▶ **Directions**: In the records below, find the line containing "For each instance of the concrete walkway, place"; copy exactly that line and all lines after it to the end, and nothing else.

[begin Input]

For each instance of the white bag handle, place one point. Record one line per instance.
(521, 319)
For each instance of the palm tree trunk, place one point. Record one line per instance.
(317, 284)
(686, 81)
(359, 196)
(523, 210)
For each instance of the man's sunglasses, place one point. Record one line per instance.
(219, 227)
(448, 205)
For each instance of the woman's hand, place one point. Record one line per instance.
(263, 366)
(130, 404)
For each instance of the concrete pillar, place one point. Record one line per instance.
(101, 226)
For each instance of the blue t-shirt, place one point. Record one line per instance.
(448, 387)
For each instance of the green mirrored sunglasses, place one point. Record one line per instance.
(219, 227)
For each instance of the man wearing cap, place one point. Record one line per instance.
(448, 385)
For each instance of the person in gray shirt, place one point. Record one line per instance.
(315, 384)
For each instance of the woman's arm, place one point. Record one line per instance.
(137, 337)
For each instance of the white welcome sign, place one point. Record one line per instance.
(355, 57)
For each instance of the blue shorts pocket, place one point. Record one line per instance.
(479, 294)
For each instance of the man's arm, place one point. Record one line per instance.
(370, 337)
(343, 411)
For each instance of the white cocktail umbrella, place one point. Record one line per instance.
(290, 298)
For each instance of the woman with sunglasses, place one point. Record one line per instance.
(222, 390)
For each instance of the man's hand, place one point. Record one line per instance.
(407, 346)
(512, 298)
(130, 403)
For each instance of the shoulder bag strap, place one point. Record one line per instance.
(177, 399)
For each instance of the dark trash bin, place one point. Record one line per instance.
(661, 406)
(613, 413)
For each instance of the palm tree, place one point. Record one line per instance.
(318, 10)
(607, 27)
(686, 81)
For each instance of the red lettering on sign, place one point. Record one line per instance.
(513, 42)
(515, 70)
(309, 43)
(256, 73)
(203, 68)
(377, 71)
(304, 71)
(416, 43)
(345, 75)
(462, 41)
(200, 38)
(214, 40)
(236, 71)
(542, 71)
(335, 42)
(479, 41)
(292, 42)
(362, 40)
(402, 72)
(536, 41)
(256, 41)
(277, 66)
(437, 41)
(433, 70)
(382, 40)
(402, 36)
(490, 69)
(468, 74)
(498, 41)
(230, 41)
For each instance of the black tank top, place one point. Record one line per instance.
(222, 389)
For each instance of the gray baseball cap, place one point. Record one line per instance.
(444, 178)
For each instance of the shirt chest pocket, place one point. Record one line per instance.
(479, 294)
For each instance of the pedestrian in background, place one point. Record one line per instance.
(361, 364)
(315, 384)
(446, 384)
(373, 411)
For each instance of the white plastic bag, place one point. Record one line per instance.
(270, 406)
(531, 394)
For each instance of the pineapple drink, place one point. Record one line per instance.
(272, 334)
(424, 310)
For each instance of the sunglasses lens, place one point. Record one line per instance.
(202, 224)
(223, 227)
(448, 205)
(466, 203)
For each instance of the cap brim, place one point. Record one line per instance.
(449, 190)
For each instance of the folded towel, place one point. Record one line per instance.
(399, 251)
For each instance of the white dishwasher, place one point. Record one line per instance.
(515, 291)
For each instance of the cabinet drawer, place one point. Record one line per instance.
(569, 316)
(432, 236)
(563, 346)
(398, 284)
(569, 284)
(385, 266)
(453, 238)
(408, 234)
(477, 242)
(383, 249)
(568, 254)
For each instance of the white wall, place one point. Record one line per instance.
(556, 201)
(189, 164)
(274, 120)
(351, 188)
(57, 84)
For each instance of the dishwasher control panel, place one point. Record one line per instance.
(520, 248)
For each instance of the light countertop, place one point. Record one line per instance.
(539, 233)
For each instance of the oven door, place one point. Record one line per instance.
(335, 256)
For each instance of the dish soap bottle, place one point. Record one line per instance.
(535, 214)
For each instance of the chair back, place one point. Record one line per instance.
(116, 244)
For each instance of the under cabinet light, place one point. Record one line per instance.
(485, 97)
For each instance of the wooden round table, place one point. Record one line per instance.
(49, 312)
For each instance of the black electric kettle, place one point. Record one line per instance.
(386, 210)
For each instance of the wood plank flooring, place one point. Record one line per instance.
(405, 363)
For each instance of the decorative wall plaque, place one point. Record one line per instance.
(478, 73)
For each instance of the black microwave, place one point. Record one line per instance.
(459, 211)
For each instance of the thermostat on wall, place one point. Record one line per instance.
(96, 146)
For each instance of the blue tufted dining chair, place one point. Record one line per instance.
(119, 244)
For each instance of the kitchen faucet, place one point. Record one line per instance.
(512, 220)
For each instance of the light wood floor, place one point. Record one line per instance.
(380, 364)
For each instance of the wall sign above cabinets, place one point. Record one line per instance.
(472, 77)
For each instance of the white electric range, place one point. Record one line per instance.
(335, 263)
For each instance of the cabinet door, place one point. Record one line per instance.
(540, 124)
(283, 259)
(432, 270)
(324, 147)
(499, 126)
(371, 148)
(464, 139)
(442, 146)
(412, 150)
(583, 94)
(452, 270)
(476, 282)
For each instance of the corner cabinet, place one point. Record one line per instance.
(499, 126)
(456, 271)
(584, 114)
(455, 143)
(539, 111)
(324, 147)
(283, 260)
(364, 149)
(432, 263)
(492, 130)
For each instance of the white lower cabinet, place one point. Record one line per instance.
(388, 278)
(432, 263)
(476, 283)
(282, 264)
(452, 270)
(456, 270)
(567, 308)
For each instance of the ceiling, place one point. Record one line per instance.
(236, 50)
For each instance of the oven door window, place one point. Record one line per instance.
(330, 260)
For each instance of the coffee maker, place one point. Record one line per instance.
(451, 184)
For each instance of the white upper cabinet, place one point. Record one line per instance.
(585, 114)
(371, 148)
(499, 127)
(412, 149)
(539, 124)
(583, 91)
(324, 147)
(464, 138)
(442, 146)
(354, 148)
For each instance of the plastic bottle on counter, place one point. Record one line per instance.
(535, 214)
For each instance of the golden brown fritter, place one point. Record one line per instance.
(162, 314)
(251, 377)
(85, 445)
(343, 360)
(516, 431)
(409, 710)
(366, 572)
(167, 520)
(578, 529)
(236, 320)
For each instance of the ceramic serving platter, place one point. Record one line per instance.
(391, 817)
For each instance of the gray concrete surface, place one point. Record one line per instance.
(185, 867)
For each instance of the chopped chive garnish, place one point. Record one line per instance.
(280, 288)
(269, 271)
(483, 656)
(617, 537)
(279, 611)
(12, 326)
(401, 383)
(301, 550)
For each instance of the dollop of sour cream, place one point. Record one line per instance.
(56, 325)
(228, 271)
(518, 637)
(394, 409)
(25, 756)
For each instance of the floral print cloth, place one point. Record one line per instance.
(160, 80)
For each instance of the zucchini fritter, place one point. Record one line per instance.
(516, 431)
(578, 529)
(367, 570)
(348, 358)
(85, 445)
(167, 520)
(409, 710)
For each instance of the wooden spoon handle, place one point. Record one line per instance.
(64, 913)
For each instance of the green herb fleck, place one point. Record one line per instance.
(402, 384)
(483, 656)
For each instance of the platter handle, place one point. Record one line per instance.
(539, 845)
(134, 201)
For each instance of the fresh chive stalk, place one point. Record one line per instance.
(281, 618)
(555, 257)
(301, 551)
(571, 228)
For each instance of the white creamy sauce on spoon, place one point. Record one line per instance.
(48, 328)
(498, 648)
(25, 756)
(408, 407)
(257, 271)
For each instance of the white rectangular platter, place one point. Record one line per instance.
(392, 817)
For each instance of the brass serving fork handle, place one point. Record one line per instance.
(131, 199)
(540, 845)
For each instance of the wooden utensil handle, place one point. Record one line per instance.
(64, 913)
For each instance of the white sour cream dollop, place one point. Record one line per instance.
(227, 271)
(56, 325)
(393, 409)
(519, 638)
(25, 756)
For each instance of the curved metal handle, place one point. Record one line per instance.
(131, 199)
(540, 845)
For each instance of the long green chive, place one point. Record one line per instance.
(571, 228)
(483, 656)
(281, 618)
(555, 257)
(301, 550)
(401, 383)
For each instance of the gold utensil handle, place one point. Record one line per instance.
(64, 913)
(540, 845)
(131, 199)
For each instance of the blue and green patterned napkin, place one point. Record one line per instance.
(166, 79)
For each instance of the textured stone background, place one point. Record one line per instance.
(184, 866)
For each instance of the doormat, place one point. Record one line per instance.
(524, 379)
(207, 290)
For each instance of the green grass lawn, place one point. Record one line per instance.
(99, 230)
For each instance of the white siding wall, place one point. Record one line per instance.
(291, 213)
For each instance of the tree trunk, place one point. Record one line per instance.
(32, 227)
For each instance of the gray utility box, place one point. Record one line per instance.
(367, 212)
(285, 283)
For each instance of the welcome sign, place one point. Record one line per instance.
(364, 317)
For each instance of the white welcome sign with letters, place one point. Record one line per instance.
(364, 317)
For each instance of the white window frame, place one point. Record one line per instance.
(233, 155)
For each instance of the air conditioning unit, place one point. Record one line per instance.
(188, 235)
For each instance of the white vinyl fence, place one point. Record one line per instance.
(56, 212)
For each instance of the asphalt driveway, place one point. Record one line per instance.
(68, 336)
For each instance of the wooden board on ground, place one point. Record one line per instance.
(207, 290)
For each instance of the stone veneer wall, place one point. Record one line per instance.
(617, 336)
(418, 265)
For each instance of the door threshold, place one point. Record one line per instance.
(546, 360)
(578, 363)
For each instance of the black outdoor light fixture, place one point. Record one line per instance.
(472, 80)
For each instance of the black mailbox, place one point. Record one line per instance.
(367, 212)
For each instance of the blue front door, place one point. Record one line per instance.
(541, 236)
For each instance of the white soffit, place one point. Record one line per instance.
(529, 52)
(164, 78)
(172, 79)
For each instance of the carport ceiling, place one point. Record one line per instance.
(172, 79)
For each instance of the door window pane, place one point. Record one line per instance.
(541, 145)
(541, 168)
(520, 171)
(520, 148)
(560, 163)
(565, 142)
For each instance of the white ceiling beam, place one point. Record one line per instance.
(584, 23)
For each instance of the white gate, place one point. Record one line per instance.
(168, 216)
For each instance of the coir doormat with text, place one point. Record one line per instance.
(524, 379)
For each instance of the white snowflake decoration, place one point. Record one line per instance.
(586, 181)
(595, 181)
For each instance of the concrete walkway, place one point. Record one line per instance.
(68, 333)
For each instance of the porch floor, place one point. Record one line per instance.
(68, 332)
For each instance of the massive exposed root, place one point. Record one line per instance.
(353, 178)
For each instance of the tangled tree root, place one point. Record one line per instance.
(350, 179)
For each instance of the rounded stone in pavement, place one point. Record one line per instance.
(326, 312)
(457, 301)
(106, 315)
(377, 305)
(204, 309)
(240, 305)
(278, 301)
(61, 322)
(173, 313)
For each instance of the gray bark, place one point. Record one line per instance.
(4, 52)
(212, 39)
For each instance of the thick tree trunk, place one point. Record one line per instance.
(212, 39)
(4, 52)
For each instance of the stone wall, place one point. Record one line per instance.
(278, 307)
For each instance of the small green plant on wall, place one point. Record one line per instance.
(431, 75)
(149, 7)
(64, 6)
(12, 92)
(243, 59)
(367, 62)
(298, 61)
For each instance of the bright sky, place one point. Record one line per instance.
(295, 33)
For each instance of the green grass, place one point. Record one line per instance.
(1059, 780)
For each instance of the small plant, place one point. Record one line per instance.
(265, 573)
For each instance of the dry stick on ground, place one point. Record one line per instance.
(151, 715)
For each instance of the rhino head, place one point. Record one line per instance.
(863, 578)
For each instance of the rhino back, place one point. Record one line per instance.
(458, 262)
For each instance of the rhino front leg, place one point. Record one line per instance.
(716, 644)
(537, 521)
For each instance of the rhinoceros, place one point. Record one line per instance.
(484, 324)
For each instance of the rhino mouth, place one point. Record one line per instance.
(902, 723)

[end Input]

▶ **Solution for this problem**:
For each instance of the concrete walkway, place one point. Record one line per instance.
(68, 333)
For each instance of the porch floor, place one point. Record one line per instance.
(68, 332)
For each instance of the massive exposed root, place one point. Record one line per instance.
(353, 178)
For each instance of the tangled tree root, place one point. Record one line per instance.
(350, 179)
For each instance of the rounded stone in pavement, place one point. Record one line per instance.
(326, 312)
(457, 301)
(106, 315)
(377, 305)
(204, 309)
(240, 305)
(278, 301)
(61, 322)
(173, 313)
For each instance of the gray bark, place one point. Record one line per instance.
(4, 52)
(212, 39)
For each instance of the thick tree trunk, place one point. Record one line per instance.
(212, 39)
(4, 52)
For each instance of the stone wall, place one point. Record one line per instance.
(278, 307)
For each instance of the small green plant on wall, place one point. Record one line per instance.
(431, 75)
(149, 7)
(64, 6)
(12, 92)
(243, 59)
(367, 62)
(298, 61)
For each instance of the bright sky, place one point. Record one line per instance.
(295, 33)
For each instance of the green grass, place one point. Record one line per instance.
(1059, 780)
For each instance of the small plant, place one point. Record one line per instance.
(265, 573)
For each instance of the dry stick on ground, place one point. Record one line per instance.
(151, 715)
For each instance of the rhino head, place one point. Record one line per instance.
(863, 578)
For each instance of the rhino back, place one point. Record one line per instance.
(458, 262)
For each instance of the rhino front leg, place one point. Record one line per instance.
(716, 644)
(537, 521)
For each instance of the rhinoceros, place one point. Record one line per instance.
(484, 324)
For each instance of the rhino mouth, place one point. Record one line per instance.
(902, 723)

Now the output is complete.